◆ Exercise description
Format the lines of these entries as a Markdown table with the columns n and Line, numbering each row and leaving out blank lines.

◆ Exercise inputs

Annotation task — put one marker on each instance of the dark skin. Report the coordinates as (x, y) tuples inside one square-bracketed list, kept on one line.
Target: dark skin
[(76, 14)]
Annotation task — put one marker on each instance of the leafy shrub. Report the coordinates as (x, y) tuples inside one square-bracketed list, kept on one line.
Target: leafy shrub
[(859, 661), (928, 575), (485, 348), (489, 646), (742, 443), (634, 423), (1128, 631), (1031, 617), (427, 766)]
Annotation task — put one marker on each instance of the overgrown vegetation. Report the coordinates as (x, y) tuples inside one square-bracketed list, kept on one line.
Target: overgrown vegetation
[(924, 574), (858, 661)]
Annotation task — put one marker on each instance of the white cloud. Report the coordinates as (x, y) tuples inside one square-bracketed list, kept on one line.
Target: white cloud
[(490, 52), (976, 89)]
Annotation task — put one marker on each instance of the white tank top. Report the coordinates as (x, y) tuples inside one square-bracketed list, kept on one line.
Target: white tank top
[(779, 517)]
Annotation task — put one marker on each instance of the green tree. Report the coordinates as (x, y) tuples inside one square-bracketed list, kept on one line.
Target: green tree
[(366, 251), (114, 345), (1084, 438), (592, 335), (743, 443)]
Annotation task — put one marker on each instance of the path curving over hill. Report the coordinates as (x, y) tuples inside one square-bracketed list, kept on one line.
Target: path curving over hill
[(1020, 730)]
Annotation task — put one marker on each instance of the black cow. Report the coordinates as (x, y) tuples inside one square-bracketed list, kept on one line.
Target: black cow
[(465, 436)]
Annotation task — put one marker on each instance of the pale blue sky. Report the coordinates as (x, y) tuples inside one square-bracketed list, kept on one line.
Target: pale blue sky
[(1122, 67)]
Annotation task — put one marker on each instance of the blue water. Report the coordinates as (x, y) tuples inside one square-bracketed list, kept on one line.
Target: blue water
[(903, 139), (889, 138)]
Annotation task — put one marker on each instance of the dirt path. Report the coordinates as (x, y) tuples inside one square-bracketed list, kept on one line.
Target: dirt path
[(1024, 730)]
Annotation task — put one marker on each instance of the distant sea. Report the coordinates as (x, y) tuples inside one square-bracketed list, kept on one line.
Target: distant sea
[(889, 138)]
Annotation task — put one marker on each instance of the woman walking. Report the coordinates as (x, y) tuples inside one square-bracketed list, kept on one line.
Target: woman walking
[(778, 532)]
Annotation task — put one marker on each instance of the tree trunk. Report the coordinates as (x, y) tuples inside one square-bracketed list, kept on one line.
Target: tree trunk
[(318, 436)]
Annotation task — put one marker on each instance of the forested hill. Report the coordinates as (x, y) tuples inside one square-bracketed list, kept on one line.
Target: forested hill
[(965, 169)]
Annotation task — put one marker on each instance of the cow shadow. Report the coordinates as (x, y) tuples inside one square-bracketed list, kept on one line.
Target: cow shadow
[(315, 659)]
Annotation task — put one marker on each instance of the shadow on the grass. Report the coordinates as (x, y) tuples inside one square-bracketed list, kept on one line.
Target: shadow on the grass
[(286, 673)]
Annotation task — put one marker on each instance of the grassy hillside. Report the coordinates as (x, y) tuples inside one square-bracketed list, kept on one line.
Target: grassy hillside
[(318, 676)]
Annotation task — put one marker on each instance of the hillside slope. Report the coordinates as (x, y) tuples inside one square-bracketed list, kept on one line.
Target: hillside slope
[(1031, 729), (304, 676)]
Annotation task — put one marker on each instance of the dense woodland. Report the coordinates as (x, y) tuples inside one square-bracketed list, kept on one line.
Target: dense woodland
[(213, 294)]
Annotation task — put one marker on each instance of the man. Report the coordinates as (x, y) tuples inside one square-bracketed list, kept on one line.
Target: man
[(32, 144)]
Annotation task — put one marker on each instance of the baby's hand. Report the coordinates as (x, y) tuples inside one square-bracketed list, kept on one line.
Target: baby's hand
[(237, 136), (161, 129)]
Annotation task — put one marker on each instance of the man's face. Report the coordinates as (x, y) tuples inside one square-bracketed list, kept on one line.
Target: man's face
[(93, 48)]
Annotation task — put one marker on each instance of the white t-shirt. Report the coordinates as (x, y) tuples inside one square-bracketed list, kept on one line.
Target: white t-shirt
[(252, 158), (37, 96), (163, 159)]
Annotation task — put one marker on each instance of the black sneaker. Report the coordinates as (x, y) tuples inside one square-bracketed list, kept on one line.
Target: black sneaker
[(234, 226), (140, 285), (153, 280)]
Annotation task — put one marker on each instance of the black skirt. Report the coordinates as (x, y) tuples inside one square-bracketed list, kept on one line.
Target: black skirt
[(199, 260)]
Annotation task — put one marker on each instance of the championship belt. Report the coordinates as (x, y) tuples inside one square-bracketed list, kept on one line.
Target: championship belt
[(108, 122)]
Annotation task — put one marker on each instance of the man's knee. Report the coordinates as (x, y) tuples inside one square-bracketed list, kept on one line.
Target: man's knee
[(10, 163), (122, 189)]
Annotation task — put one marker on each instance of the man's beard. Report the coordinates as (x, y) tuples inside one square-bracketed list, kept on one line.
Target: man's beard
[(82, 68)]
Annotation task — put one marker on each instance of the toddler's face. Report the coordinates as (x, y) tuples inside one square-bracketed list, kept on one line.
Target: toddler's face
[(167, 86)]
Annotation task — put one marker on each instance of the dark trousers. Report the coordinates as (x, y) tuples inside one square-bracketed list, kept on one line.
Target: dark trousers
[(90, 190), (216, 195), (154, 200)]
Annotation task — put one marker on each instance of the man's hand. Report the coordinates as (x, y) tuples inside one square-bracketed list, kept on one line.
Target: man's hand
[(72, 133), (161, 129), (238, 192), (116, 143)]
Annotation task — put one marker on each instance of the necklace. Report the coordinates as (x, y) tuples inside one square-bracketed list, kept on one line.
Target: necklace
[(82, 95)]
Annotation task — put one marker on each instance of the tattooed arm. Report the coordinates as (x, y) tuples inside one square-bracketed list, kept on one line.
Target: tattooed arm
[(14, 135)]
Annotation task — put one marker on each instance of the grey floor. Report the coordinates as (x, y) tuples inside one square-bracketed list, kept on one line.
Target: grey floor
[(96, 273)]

◆ Complete answer
| n | Line |
|---|---|
| 1 | Annotation task — put one marker on each instance of the dark skin. Report the coordinates as (x, y) tuples inside one square-bracketed list, kept on one line. |
| 2 | Target: dark skin |
| 3 | [(76, 14)] |
| 4 | Annotation task — put one marker on each instance of the leafy shrub. Report the coordinates as (x, y) tuples inside one square-bracketed list, kept on one line. |
| 5 | Target: leafy shrub |
| 6 | [(859, 661), (928, 575), (485, 348), (489, 646), (742, 443), (634, 423), (1128, 631), (1031, 617), (427, 766)] |
| 7 | Annotation task — put one marker on each instance of the overgrown vegetation. Report the coordinates as (x, y) tuples inside one square-bracketed list, kept on one line. |
| 8 | Target: overgrown vegetation |
| 9 | [(924, 574), (858, 661)] |
| 10 | Annotation task — put one marker on each instance of the white cloud. Report the coordinates as (x, y) tuples inside one square-bracketed list, kept on one line. |
| 11 | Target: white cloud |
| 12 | [(490, 52), (976, 89)] |
| 13 | Annotation task — put one marker on each instance of the white tank top. Report the coordinates as (x, y) tuples inside one square-bracketed list, kept on one line. |
| 14 | Target: white tank top |
| 15 | [(779, 517)] |
| 16 | Annotation task — put one marker on each instance of the green tree. Report the coordinates as (x, y) tuples inside one square-bracketed list, kept on one line. |
| 17 | Target: green tree |
| 18 | [(366, 251), (114, 345), (1084, 438), (592, 335), (743, 443)] |
| 19 | Annotation task — put one marker on each instance of the path curving over hill. Report the coordinates as (x, y) tuples inside one square-bracketed list, kept on one line. |
| 20 | Target: path curving over hill |
| 21 | [(1020, 730)] |
| 22 | Annotation task — put one marker on each instance of the black cow. Report the coordinates as (x, y) tuples inside one square-bracketed list, kept on one line. |
| 23 | Target: black cow |
| 24 | [(465, 436)] |
| 25 | Annotation task — put one marker on each instance of the pale blue sky. Report the coordinates as (x, y) tuples inside one square-bracketed list, kept on one line. |
| 26 | Target: pale blue sky |
| 27 | [(1122, 67)] |
| 28 | Annotation task — put one marker on each instance of the blue water. Report the coordinates as (x, y) tuples inside one square-bracketed list, kept on one line. |
| 29 | Target: blue water |
| 30 | [(903, 139), (889, 138)] |
| 31 | Annotation task — put one marker on each instance of the dirt path. Report the coordinates as (x, y) tuples inside one square-bracketed list, kept on one line. |
| 32 | Target: dirt path |
| 33 | [(1024, 730)] |
| 34 | Annotation task — put one marker on each instance of the distant sea. Report the coordinates as (x, y) tuples inside one square-bracketed list, kept on one line. |
| 35 | Target: distant sea |
| 36 | [(889, 138)] |
| 37 | Annotation task — put one marker on each instance of the woman walking. Report the coordinates as (x, y) tuples inside one square-bracketed list, kept on one line. |
| 38 | Target: woman walking |
| 39 | [(778, 532)] |
| 40 | Annotation task — put one marker on each instance of the tree trunk. Report the coordinates as (x, y) tuples inside one square-bracketed list, kept on one line. |
| 41 | Target: tree trunk |
| 42 | [(318, 436)] |
| 43 | Annotation task — put one marker on each instance of the forested hill. Report the coordinates as (x, y) tuples inside one square-bracketed list, kept on one line. |
| 44 | Target: forested hill |
| 45 | [(965, 169)] |
| 46 | Annotation task — put one marker on each instance of the cow shadow. Report the coordinates as (x, y) tuples inside one square-bracketed list, kept on one line. |
| 47 | Target: cow shadow |
| 48 | [(315, 659)] |
| 49 | Annotation task — put one marker on each instance of the shadow on the grass. Report the coordinates as (x, y) tuples inside one square-bracketed list, kept on one line. |
| 50 | Target: shadow on the grass |
| 51 | [(286, 673)] |
| 52 | Annotation task — put one marker on each instance of the grassy hillside. Report the coordinates as (x, y) tuples inside one square-bracketed list, kept on one line. |
| 53 | Target: grassy hillside |
| 54 | [(318, 676)] |
| 55 | Annotation task — put one marker on each instance of the hillside slope. Report the coordinates as (x, y) tuples inside one square-bracketed list, kept on one line. |
| 56 | Target: hillside slope |
| 57 | [(1031, 729), (304, 676)] |
| 58 | Annotation task — put one marker on each instance of the dense woodland. Report the coordinates as (x, y) tuples inside one square-bracketed list, kept on one line. |
| 59 | Target: dense woodland |
| 60 | [(213, 294)] |
| 61 | Annotation task — put one marker on each instance of the man. Report the coordinates as (x, y) tuples inside one square-bracketed list, kept on one line. |
| 62 | Target: man |
| 63 | [(32, 144)] |
| 64 | Annotation task — put one marker on each instance of the baby's hand. Report the coordinates as (x, y) tuples inside one square-bracketed list, kept on one line. |
| 65 | Target: baby's hand |
| 66 | [(237, 136), (161, 129)] |
| 67 | Annotation task — put one marker on each instance of the man's face. Report the coordinates as (x, y) tuples inside one square-bracketed list, kept on one line. |
| 68 | Target: man's face |
| 69 | [(93, 48)] |
| 70 | Annotation task — put one marker on each instance of the white t-shirt. Report the coordinates as (x, y) tuples inside one square-bracketed list, kept on one line. |
| 71 | Target: white t-shirt |
| 72 | [(252, 158), (37, 96), (163, 159)] |
| 73 | Annotation task — put one marker on each instance of the black sneaker. Report the coordinates as (x, y) tuples inside one square-bracketed list, kept on one line. |
| 74 | Target: black sneaker |
| 75 | [(234, 226), (140, 285), (153, 280)] |
| 76 | Annotation task — put one marker on each instance of the black skirt. Report the coordinates as (x, y) tuples inside one square-bracketed list, kept on one line. |
| 77 | Target: black skirt |
| 78 | [(199, 260)] |
| 79 | Annotation task — put one marker on each instance of the championship belt. Report the coordinates as (x, y) tuples inside one square-bracketed list, kept on one line. |
| 80 | Target: championship belt |
| 81 | [(108, 122)] |
| 82 | Annotation task — put one marker on each instance of the man's knee. Report the coordinates as (x, y) tuples inside one square-bracketed list, kept on one line. |
| 83 | Target: man's knee |
| 84 | [(10, 163), (122, 189)] |
| 85 | Annotation task — put one marker on each instance of the man's beard. Report the coordinates as (x, y) tuples inside one square-bracketed list, kept on one line. |
| 86 | Target: man's beard |
| 87 | [(82, 68)] |
| 88 | Annotation task — put one marker on each instance of the toddler's face. Report the coordinates as (x, y) tuples inside one square-bracketed list, kept on one line. |
| 89 | Target: toddler's face |
| 90 | [(167, 86)] |
| 91 | Annotation task — put one marker on each instance of the dark trousers. Report the coordinates as (x, y) tuples inside one square-bracketed list, kept on one line. |
| 92 | Target: dark trousers |
| 93 | [(90, 190), (216, 195), (154, 200)] |
| 94 | Annotation task — put one marker on each instance of the man's hand. Report the coordinates as (x, y) tuples inside one square-bracketed list, kept on one line. |
| 95 | Target: man's hand |
| 96 | [(72, 133), (161, 129), (238, 192), (116, 143)] |
| 97 | Annotation task — put one marker on each instance of the necklace. Report the coordinates as (x, y) tuples inside one square-bracketed list, kept on one line. |
| 98 | Target: necklace |
| 99 | [(82, 95)] |
| 100 | Annotation task — put one marker on each instance of the tattooed arm. Report the coordinates as (x, y) tuples inside one square-bracketed list, kept on one line. |
| 101 | Target: tattooed arm |
| 102 | [(14, 135)] |
| 103 | Annotation task — put one marker on each instance of the grey floor. Report the coordinates as (x, y) tuples inside one square-bracketed list, kept on one line. |
| 104 | Target: grey floor |
| 105 | [(96, 273)] |